### AIM OF THE EXERCISE
Every record here needs to be written out again exactly.

─── MATERIAL FOR THIS EXERCISE

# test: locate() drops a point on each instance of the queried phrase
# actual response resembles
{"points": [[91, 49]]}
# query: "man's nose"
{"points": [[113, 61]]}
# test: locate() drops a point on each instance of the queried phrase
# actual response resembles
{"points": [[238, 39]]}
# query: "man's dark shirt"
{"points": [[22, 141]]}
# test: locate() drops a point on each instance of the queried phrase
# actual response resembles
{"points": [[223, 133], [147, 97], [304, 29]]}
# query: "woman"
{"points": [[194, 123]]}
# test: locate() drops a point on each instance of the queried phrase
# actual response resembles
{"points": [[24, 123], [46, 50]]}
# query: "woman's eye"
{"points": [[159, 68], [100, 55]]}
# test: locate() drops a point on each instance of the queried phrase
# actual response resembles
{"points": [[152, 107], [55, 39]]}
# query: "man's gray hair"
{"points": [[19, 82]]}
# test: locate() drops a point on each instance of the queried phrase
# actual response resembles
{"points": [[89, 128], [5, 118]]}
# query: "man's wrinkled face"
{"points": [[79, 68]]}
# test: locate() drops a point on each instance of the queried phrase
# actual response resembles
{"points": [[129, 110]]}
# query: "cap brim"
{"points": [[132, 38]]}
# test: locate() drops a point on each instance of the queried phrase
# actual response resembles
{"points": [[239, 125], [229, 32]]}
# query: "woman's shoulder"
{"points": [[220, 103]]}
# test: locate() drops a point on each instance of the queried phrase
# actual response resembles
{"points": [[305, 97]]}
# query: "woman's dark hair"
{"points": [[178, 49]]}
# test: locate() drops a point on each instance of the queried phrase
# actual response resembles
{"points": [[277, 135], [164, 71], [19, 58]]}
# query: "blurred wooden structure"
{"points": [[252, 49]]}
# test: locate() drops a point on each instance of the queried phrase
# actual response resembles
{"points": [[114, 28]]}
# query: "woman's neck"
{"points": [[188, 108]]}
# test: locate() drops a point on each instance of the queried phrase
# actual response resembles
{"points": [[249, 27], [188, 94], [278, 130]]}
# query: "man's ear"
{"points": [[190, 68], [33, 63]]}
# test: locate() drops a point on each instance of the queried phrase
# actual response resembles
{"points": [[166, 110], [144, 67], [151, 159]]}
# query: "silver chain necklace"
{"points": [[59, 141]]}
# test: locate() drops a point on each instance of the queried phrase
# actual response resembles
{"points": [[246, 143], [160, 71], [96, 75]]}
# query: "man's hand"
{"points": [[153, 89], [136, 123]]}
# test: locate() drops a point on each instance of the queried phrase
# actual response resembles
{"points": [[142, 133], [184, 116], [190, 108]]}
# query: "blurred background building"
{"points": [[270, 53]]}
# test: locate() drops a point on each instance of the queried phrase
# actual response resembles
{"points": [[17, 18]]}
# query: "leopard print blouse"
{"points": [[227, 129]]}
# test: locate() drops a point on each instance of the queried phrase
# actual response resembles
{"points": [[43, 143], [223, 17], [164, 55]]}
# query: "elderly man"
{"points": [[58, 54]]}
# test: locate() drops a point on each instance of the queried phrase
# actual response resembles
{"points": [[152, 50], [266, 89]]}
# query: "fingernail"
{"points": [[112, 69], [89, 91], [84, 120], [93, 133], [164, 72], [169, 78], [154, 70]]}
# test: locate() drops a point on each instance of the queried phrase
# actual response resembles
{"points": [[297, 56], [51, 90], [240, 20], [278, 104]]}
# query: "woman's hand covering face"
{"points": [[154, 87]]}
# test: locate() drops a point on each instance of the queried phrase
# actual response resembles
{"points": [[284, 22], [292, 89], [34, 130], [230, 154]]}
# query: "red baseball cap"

──────

### SOLUTION
# test: locate() drops a point on each instance of the queried phrase
# actual response resembles
{"points": [[91, 49]]}
# query: "man's nose"
{"points": [[113, 61]]}
# test: locate() drops a point on each instance of the queried phrase
# actual response resembles
{"points": [[238, 39]]}
# query: "man's dark shirt"
{"points": [[22, 141]]}
# test: locate() drops a point on each instance of the queried phrase
# actual response resembles
{"points": [[223, 133], [147, 97], [304, 29]]}
# query: "woman"
{"points": [[194, 123]]}
# test: locate() drops a point on each instance of the queried phrase
# actual response resembles
{"points": [[24, 123], [46, 50]]}
# query: "woman's eye"
{"points": [[159, 68], [100, 55]]}
# test: locate() drops a point on each instance of the queried phrase
# actual response resembles
{"points": [[152, 107], [55, 39]]}
# query: "man's gray hair"
{"points": [[19, 82]]}
# test: locate() drops a point on each instance of the queried phrase
# actual response resembles
{"points": [[89, 128], [5, 118]]}
# query: "man's wrinkled face"
{"points": [[79, 68]]}
# test: locate() drops a point on each instance of the queried phrase
# actual response resembles
{"points": [[129, 110]]}
# query: "cap brim"
{"points": [[132, 38]]}
# test: locate() drops a point on each instance of the queried phrase
# actual response resembles
{"points": [[239, 125], [229, 32]]}
# query: "woman's shoulder"
{"points": [[220, 103]]}
# test: locate() drops a point on each instance of the queried phrase
# actual response resembles
{"points": [[305, 97]]}
# query: "woman's dark hair"
{"points": [[178, 49]]}
# test: locate() drops a point on each instance of the queried phrase
# actual response resembles
{"points": [[277, 135], [164, 71], [19, 58]]}
# query: "blurred wooden structure"
{"points": [[252, 49]]}
# test: locate() drops a point on each instance of the queried phrase
# actual response resembles
{"points": [[114, 28]]}
# query: "woman's neck"
{"points": [[188, 108]]}
# test: locate() drops a point on each instance of the queried phrase
# actual response resembles
{"points": [[249, 27], [188, 94], [278, 130]]}
# query: "man's ear"
{"points": [[190, 68], [33, 63]]}
# test: locate() drops a point on each instance of the queried phrase
# actual response resembles
{"points": [[166, 110], [144, 67], [151, 159]]}
# query: "silver chain necklace"
{"points": [[59, 141]]}
# test: locate() drops a point on each instance of the queried phrase
# actual response resembles
{"points": [[246, 143], [160, 71], [96, 75]]}
# query: "man's hand"
{"points": [[153, 89], [136, 123]]}
# test: locate() drops a point on each instance of the queried phrase
# actual response resembles
{"points": [[142, 133], [184, 116], [190, 108]]}
# query: "blurred background building"
{"points": [[270, 53]]}
# test: locate() drops a point on each instance of the queried phrase
# actual response resembles
{"points": [[17, 18]]}
# query: "leopard print blouse"
{"points": [[227, 129]]}
# test: locate() drops a point on each instance of the queried phrase
# actual response resembles
{"points": [[43, 143], [223, 17], [164, 55]]}
# query: "elderly man"
{"points": [[58, 54]]}
# test: locate() drops a point on each instance of the queried phrase
# actual response resembles
{"points": [[152, 50], [266, 89]]}
# query: "fingernail"
{"points": [[112, 69], [89, 91], [84, 120], [93, 133], [164, 72], [169, 78], [154, 70]]}
# test: locate() drops a point on each instance of the queried phrase
# actual response resembles
{"points": [[297, 56], [51, 90], [240, 20], [278, 104]]}
# query: "woman's hand covering face"
{"points": [[154, 87]]}
# test: locate() drops a point on each instance of the queried phrase
# actual response resembles
{"points": [[284, 22], [292, 89], [34, 130], [230, 154]]}
# query: "red baseball cap"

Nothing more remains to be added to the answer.